- **WHAT IS REQUIRED**: Rescale the lines of the records starting with the line that contains "If you would be willing to tag the triangular" and continuing through the end of the records, both ends included. Reproduce every one of those lines, multiplying each point coordinate in the answers by 0.3 and rounding to a whole number with halves rounded up, and leave all other text unchanged.

- **DATA RECORDS**:
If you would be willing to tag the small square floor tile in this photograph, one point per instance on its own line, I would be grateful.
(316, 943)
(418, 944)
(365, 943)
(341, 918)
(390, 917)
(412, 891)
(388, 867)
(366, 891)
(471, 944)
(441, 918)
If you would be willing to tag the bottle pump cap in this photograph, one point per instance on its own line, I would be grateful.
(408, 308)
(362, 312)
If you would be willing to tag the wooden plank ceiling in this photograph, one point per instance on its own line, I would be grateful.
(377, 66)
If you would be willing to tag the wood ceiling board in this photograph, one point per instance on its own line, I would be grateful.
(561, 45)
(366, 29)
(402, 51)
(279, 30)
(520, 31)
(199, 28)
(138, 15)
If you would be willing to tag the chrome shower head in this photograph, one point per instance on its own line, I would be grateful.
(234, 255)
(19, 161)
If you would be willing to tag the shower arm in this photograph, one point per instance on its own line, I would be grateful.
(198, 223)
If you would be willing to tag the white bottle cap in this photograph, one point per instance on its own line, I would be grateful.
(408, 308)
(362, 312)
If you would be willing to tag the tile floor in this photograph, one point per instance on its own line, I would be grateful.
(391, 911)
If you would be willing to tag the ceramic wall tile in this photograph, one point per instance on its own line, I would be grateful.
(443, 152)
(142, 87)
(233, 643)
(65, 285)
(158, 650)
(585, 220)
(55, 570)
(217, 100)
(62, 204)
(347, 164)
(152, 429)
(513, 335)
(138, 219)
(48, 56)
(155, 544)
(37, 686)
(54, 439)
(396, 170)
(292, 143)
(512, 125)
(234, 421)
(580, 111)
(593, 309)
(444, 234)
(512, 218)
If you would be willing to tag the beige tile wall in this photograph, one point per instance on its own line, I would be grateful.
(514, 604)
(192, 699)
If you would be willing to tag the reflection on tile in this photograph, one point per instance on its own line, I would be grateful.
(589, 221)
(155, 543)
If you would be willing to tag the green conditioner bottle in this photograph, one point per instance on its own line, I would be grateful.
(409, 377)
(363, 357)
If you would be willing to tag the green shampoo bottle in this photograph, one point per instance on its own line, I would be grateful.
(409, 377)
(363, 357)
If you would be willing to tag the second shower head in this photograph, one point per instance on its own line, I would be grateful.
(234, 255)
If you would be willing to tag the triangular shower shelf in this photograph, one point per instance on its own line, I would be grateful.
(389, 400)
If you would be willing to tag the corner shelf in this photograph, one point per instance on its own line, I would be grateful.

- **RIGHT ANSWER**:
If you would be willing to tag the triangular shower shelf in this photograph, one point per instance on its own line, I would be grateful.
(117, 120)
If you would be willing to tag the corner shelf in this photograph, one point per instance on its own line, I would be grateful.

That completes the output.